» **Task statement**
Check each line of the material, and show the ones that include the word "wall".

======== Exercise material

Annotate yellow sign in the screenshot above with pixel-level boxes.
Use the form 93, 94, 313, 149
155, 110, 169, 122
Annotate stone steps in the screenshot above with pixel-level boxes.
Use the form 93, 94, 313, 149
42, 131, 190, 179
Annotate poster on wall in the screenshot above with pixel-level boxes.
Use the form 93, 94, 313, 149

================
======== Exercise material

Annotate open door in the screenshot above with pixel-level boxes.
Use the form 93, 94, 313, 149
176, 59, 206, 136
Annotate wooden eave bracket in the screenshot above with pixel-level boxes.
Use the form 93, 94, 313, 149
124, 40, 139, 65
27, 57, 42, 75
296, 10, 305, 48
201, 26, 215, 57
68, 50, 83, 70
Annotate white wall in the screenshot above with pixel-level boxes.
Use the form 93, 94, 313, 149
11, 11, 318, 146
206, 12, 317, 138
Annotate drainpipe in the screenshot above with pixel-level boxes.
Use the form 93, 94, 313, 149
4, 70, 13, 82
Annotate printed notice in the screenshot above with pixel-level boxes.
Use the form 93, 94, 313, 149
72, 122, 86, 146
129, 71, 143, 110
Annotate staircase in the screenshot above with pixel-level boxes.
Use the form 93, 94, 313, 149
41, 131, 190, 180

================

» **Written response**
Annotate poster on wall in the screenshot above with pixel-level boxes.
Annotate white wall in the screenshot above with pixel-level boxes.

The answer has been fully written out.